Tu tarea
¿Puedes volver a escribir el tramo del fragmento seleccionado que empieza con las palabras que contienen "Un tiempo después, alguna" y termina con "nutrido mi vida.", cambiando "hígado" por "estómago"?

Fragmento seleccionado
▽
Un tiempo después, alguna mañana en la que estábamos con mis papás en su cuarto, en televisión estaban dando una de las varias adaptaciones que se han hecho de Nuestra Señora de París. Tal vez era la protagonizada por Charles Laughton: recuerdo que era en blanco y negro. Y recuerdo que fue un golpe en el hígado: aún era un feliz habitante del mundo colorido y bondadoso pintado por Disney cuando vi a Quasimodo morir.

En momentos así es donde la niñez comienza a resquebrajarse.

De todas formas, esa historia siguió haciendo parte de mi todos estos años. Gracias a ella supe de la existencia de la catedral de Notre Dame, un lugar que he querido conocer desde entonces, como tantos otros de Europa, que es el destino de mis sueños, el viaje que siempre he querido hacer porque allí están muchos de los referentes artísticos, intelectuales e históricos que han nutrido mi vida.
△
Material proporcionado
▽
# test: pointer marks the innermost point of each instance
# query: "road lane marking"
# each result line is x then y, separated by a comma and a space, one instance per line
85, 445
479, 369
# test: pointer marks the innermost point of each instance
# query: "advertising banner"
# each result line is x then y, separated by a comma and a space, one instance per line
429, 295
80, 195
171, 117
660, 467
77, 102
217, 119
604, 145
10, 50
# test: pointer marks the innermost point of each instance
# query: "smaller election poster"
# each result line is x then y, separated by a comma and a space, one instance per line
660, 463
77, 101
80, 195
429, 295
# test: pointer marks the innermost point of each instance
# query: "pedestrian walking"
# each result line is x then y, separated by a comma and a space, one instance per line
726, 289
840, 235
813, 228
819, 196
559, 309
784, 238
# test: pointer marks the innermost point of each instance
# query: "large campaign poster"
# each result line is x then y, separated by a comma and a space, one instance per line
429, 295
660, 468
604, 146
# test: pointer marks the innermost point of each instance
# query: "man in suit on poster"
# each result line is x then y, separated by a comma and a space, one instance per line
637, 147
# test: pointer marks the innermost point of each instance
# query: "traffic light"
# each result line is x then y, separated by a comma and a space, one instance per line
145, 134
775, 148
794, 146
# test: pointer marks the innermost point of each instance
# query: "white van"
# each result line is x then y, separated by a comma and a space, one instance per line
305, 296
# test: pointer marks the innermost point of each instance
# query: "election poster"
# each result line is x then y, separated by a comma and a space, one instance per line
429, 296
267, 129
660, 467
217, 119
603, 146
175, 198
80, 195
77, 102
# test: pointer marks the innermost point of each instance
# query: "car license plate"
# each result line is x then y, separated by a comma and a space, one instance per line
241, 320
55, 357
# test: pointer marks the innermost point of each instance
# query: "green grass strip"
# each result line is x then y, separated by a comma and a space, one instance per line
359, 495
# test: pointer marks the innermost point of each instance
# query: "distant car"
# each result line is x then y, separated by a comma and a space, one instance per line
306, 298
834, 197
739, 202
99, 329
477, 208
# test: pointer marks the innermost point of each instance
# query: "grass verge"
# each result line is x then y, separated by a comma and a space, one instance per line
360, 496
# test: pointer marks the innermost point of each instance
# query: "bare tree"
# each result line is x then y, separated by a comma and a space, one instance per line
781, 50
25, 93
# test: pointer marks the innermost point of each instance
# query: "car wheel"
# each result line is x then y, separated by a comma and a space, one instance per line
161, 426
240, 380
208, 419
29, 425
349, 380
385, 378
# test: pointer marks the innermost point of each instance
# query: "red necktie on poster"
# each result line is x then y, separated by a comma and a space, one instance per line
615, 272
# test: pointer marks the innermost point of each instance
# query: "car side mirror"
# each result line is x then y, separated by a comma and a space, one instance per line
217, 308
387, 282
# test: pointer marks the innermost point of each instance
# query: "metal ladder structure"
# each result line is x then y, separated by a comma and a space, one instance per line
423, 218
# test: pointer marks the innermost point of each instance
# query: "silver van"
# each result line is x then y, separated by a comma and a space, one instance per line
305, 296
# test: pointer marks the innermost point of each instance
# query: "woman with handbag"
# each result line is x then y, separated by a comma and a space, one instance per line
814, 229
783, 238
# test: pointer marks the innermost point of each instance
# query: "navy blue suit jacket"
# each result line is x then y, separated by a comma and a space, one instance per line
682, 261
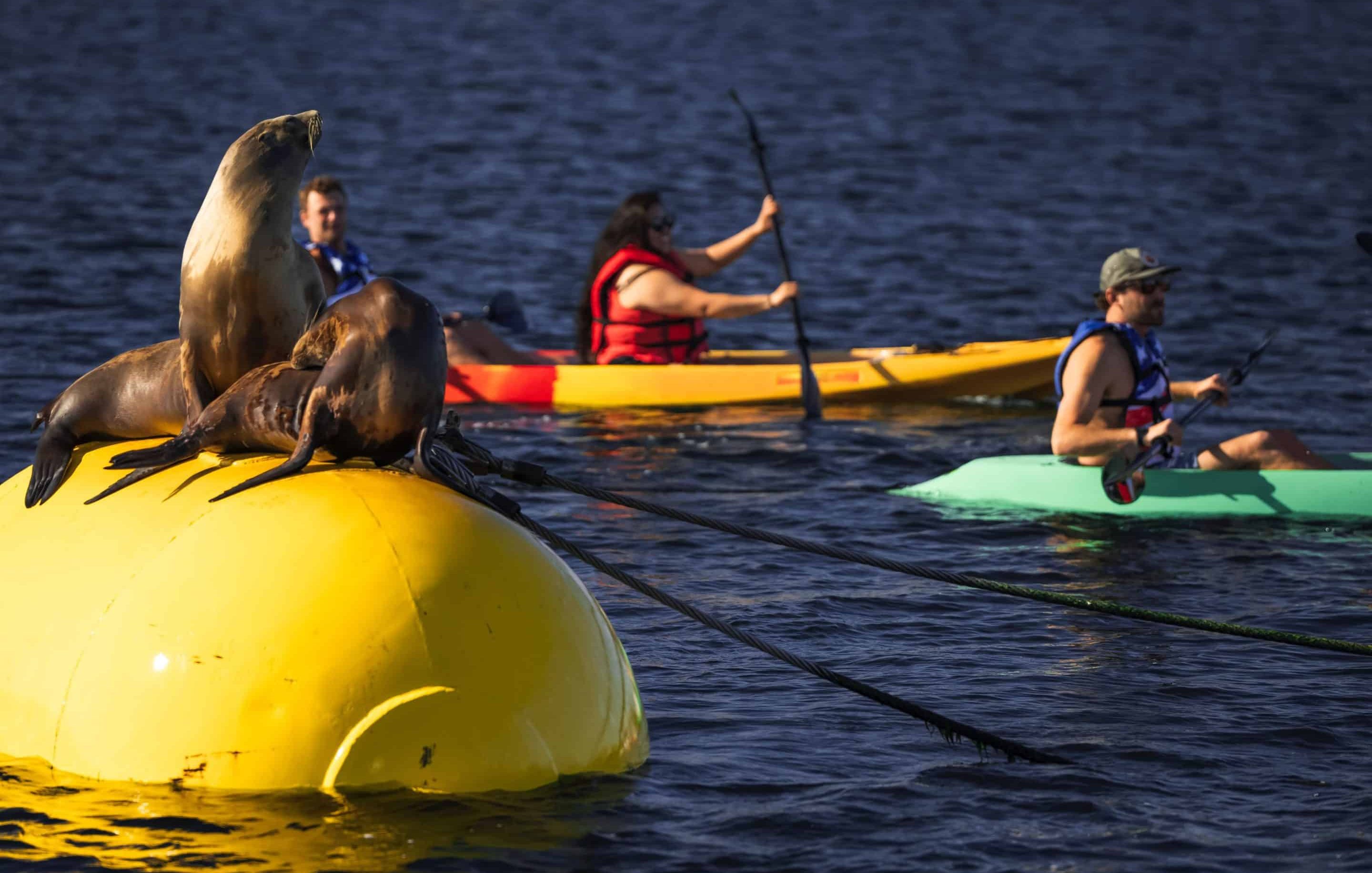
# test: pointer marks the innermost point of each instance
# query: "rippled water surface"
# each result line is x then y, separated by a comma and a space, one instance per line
948, 175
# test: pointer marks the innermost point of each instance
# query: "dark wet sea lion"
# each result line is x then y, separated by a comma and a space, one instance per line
132, 396
249, 290
367, 381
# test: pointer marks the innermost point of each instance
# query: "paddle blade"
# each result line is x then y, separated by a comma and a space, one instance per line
505, 311
810, 393
1128, 489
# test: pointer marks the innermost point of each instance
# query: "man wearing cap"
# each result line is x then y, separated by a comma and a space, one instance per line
1117, 393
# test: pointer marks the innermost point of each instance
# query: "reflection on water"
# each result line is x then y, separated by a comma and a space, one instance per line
121, 824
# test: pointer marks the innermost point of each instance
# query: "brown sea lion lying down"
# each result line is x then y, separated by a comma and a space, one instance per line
249, 291
132, 396
367, 381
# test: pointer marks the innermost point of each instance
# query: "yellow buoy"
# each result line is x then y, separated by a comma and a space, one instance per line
343, 626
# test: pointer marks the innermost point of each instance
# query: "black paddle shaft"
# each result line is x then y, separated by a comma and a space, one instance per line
1235, 377
808, 385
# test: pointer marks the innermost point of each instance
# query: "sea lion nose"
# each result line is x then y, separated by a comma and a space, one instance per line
313, 124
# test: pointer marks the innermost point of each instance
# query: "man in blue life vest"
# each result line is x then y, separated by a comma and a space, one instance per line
324, 217
1117, 393
346, 270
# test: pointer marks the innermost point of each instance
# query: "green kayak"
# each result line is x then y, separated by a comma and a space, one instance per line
1049, 483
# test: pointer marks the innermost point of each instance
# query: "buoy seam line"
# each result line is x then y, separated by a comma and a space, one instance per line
400, 569
948, 728
533, 474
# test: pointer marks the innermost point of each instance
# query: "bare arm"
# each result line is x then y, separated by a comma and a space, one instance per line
1193, 390
1084, 383
714, 259
659, 291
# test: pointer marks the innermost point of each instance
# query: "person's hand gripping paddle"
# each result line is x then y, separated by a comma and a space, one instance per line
1123, 480
808, 385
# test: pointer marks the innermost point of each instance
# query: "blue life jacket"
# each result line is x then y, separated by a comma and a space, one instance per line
353, 270
1150, 401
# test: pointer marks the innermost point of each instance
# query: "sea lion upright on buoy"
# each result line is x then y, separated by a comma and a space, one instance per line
249, 290
131, 396
367, 381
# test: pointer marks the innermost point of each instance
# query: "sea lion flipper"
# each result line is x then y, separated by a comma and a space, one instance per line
317, 426
295, 463
50, 466
175, 451
138, 475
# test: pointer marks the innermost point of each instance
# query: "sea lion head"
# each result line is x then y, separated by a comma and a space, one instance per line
276, 149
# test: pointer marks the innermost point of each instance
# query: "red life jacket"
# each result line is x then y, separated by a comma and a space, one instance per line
640, 334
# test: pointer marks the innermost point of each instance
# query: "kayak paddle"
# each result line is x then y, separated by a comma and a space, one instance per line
1117, 475
808, 385
505, 311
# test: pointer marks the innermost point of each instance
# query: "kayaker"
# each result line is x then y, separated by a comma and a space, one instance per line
1117, 393
638, 304
324, 216
346, 270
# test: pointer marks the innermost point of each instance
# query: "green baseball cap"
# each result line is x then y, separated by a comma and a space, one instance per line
1132, 265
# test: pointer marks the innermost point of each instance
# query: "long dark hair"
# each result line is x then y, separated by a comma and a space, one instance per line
627, 227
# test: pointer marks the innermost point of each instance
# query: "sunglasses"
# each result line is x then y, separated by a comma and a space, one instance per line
1149, 287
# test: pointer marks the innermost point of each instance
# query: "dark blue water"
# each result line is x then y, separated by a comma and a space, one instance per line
948, 175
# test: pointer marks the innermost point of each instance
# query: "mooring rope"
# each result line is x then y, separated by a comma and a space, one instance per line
533, 474
950, 729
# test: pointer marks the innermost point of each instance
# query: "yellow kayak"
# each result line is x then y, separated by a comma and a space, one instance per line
857, 375
343, 626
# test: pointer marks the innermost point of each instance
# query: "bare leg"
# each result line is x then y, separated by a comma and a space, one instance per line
473, 342
1263, 451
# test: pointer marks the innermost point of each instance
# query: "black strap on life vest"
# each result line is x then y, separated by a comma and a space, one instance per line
666, 323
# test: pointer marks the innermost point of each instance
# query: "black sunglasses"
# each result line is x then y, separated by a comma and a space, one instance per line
1149, 287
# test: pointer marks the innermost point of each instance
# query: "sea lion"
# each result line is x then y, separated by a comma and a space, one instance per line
249, 290
367, 381
131, 396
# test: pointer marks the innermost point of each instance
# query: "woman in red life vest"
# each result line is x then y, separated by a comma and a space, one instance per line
638, 305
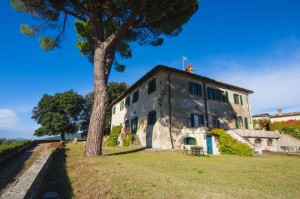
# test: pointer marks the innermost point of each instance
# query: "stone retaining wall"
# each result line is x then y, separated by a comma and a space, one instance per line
28, 185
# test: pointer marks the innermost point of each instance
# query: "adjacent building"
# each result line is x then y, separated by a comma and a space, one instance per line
170, 108
280, 116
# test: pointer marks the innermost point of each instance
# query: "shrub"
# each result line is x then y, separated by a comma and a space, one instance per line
127, 137
293, 131
113, 136
11, 147
229, 145
277, 126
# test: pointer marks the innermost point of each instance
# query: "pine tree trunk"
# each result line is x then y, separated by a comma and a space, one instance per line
96, 128
62, 137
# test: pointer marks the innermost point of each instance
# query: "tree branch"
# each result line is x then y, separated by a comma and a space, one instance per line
108, 63
78, 16
125, 26
63, 29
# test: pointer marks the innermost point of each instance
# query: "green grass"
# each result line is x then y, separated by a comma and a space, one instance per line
9, 147
161, 174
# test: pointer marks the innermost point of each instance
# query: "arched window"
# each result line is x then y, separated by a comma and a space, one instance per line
257, 142
270, 142
189, 141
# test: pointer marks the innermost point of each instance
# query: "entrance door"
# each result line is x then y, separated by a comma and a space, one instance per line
134, 123
209, 144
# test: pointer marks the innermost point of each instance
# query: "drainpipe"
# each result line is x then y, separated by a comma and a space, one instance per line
170, 110
250, 118
205, 103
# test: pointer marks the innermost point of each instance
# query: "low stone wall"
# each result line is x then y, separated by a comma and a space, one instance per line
27, 186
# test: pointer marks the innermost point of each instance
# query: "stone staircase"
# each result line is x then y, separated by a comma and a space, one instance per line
239, 138
136, 141
287, 140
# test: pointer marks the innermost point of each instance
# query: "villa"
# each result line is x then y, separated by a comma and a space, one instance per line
170, 108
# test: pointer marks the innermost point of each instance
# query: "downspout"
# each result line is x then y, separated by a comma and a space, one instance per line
250, 118
170, 110
205, 103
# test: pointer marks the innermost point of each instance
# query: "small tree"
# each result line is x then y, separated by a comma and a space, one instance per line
114, 90
106, 29
58, 114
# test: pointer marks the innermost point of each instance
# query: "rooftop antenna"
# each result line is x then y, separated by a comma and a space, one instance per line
183, 59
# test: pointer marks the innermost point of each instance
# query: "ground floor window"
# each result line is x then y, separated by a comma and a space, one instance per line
215, 122
189, 141
197, 120
270, 142
257, 142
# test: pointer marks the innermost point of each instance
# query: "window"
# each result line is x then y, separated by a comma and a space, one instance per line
238, 99
241, 122
151, 117
270, 142
127, 101
126, 123
189, 141
246, 123
135, 97
134, 125
241, 98
216, 94
197, 120
257, 142
195, 89
236, 121
152, 86
122, 106
215, 122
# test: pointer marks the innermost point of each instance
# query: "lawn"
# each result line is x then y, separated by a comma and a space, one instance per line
128, 172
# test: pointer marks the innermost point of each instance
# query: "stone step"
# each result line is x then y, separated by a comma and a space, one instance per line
136, 141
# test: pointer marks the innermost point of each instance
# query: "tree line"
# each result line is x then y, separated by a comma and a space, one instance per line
68, 112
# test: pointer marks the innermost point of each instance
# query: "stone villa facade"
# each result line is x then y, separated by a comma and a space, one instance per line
169, 108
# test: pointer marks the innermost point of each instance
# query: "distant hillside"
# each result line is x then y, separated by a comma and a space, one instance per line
68, 137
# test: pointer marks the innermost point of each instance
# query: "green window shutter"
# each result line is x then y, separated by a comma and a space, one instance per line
241, 100
192, 121
200, 90
246, 123
201, 120
191, 87
154, 85
208, 93
236, 122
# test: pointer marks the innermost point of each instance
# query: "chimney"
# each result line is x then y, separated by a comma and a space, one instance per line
189, 69
279, 111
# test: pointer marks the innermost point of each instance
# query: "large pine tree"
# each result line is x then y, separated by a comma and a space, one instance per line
106, 28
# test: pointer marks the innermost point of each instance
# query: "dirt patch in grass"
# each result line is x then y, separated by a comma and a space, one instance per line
131, 172
13, 168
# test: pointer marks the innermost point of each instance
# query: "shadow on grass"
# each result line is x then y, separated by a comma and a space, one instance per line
56, 180
127, 152
10, 167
△
Solución del ejercicio
Un tiempo después, alguna mañana en la que estábamos con mis papás en su cuarto, en televisión estaban dando una de las varias adaptaciones que se han hecho de Nuestra Señora de París. Tal vez era la protagonizada por Charles Laughton: recuerdo que era en blanco y negro. Y recuerdo que fue un golpe en el estómago: aún era un feliz habitante del mundo colorido y bondadoso pintado por Disney cuando vi a Quasimodo morir.

En momentos así es donde la niñez comienza a resquebrajarse.

De todas formas, esa historia siguió haciendo parte de mi todos estos años. Gracias a ella supe de la existencia de la catedral de Notre Dame, un lugar que he querido conocer desde entonces, como tantos otros de Europa, que es el destino de mis sueños, el viaje que siempre he querido hacer porque allí están muchos de los referentes artísticos, intelectuales e históricos que han nutrido mi vida.